▶ [Given problem]: Copy out, exactly as given, every line from the line with "Where can the asphalt" to the end of the listing, both of those lines included.

----------

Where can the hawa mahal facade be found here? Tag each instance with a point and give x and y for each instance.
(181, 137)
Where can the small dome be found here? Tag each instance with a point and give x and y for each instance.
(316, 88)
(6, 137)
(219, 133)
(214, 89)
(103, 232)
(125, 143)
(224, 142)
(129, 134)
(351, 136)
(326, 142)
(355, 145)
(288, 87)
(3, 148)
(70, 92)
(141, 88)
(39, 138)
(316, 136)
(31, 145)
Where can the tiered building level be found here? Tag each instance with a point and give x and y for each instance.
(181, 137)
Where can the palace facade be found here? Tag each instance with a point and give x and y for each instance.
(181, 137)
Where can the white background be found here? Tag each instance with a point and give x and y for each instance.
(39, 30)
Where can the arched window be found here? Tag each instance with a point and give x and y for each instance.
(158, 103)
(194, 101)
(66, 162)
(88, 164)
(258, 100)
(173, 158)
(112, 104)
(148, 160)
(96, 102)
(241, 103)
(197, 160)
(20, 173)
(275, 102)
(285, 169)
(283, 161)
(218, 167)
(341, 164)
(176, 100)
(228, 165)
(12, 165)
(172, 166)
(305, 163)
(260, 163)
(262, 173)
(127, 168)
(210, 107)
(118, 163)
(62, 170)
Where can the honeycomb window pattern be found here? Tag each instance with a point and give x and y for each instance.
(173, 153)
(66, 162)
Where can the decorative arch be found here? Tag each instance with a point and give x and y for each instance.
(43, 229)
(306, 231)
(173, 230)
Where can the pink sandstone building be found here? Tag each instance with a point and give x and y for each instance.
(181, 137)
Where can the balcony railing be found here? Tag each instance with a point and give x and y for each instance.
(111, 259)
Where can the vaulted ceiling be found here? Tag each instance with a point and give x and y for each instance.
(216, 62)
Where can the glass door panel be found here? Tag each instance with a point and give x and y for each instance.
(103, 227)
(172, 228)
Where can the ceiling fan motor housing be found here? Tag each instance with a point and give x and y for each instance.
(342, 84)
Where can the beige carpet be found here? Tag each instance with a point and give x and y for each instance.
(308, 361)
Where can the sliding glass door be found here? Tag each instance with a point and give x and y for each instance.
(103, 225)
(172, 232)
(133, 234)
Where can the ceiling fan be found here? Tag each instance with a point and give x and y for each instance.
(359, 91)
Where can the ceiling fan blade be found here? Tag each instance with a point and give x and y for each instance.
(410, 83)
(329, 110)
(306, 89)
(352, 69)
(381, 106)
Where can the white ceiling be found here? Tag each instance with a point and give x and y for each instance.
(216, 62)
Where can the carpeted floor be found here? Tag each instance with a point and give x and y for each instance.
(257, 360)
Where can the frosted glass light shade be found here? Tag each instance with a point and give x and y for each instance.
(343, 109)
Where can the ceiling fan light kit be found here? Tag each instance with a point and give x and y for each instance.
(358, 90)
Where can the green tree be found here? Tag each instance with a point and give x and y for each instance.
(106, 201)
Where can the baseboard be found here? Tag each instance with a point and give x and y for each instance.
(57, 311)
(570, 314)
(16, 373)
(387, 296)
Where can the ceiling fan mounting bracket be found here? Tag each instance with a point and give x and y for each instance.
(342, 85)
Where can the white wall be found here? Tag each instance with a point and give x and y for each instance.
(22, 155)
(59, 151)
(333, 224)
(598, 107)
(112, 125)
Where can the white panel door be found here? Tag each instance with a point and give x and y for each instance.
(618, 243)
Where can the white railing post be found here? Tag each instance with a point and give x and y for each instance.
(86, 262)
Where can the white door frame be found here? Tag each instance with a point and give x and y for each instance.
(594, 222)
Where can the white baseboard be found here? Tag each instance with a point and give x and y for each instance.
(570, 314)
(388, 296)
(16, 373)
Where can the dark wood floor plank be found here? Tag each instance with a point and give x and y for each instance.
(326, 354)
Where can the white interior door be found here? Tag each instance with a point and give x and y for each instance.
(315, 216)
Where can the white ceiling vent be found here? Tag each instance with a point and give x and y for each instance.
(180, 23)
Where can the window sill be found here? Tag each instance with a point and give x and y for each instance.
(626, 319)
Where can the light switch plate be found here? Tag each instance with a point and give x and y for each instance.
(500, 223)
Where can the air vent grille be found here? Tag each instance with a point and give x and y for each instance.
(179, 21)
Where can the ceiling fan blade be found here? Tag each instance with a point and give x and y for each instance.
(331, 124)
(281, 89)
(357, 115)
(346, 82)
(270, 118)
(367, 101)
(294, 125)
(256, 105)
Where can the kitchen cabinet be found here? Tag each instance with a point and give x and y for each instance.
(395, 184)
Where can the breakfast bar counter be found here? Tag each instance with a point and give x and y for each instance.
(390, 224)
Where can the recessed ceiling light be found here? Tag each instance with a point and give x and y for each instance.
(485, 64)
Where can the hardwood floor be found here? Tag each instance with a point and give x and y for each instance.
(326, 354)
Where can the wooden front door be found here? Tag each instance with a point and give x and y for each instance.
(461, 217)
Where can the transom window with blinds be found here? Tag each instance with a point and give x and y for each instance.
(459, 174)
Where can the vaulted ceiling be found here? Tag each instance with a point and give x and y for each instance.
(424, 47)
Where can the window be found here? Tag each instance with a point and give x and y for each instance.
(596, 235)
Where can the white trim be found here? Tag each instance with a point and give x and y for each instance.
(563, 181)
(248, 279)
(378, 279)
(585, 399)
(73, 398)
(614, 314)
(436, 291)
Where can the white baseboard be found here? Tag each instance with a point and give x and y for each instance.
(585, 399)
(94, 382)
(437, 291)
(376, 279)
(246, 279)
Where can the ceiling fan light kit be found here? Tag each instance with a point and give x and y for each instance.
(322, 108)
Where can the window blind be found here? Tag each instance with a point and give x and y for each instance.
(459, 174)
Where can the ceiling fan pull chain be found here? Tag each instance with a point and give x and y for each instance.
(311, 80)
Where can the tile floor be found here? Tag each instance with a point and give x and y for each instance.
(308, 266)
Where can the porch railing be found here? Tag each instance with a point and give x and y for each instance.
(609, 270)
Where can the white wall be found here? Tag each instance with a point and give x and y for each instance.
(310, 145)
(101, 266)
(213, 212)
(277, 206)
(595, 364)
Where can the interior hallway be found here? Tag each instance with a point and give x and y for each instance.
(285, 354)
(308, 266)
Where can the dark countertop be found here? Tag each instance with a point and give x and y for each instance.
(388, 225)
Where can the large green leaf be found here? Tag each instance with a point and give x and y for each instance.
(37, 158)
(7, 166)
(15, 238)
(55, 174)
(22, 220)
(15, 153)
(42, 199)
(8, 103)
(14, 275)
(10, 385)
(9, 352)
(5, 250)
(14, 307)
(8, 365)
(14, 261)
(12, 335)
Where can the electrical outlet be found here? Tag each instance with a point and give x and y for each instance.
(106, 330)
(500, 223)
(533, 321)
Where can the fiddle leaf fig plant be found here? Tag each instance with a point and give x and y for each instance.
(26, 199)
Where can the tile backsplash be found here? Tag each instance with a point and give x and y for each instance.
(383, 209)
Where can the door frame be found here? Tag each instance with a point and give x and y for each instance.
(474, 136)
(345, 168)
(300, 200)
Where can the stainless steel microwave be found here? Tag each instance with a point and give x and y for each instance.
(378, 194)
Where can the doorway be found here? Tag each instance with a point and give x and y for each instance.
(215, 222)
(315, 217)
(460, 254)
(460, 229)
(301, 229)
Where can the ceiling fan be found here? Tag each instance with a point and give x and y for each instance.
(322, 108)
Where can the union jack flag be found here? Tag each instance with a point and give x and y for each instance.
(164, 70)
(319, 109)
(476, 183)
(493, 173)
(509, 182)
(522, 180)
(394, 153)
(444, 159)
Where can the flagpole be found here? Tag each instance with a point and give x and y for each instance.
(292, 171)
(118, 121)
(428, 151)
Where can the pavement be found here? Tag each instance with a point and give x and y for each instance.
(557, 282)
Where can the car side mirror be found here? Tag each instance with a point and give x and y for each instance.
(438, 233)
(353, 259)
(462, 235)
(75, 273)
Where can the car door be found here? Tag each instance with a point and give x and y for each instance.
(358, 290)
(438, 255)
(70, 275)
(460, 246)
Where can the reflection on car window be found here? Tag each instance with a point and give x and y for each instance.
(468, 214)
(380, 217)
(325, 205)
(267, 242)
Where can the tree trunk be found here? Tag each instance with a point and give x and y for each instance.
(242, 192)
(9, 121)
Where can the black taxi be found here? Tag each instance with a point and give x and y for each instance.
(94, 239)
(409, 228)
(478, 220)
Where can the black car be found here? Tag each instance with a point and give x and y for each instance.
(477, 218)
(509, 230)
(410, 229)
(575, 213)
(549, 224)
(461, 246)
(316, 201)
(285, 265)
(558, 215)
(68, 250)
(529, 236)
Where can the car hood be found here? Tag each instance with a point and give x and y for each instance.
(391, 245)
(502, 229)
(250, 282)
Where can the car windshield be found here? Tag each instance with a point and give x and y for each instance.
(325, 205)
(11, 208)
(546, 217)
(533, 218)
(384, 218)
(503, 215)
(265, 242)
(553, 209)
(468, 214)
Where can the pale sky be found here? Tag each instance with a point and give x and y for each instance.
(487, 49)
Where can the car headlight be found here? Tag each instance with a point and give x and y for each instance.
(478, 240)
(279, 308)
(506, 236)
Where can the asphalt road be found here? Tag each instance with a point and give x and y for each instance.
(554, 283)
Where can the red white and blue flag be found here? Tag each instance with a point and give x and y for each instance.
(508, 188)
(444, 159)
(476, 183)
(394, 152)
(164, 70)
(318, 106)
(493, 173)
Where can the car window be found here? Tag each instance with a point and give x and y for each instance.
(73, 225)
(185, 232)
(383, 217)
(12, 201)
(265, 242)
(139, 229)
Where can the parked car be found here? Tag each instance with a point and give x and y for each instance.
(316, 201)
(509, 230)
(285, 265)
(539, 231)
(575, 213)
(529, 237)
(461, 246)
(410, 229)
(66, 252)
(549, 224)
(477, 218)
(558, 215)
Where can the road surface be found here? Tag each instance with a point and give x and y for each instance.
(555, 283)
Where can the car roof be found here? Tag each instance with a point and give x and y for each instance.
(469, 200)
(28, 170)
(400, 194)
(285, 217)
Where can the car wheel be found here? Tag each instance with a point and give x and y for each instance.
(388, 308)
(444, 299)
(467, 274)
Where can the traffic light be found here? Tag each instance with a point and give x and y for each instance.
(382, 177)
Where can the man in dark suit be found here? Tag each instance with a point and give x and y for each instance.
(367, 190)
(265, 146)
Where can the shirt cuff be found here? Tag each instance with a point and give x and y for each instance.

----------

▶ [Exercise result]:
Where can the asphalt road be found here? Tag each instance with a point and give x and y for each instance.
(554, 283)
Where can the red white and blue flag be found here? Tag each instance with a point and give x and y for each instance.
(508, 188)
(444, 159)
(476, 183)
(394, 152)
(164, 70)
(318, 106)
(493, 173)
Where can the car window be found here? Tag each instance with a point and give x and y for each instance.
(73, 225)
(185, 232)
(383, 217)
(12, 201)
(265, 242)
(139, 229)
Where can the parked car be found here? Tag each instance with a point and give x and y for each instance.
(316, 201)
(509, 230)
(285, 265)
(539, 231)
(575, 213)
(529, 237)
(461, 246)
(410, 229)
(66, 252)
(549, 224)
(477, 218)
(558, 215)
Where can the road surface be found here? Tag each instance with a point and give x and y for each instance.
(555, 283)
Where can the car roof be found here? Tag each instance with a point and give x and y for each instance.
(469, 200)
(28, 170)
(400, 194)
(285, 217)
Where can the car wheel be found here? Tag each instance with a point and give x and y for each instance.
(388, 308)
(444, 299)
(467, 274)
Where can the traffic light be found here? Tag each instance with a point and give x and y for each instance.
(382, 177)
Where can the man in dark suit be found here? Tag each instance with a point and give x and y for each instance.
(367, 190)
(265, 146)
Where can the shirt cuff be found here? Tag each instance with a point and give x and y for each instance.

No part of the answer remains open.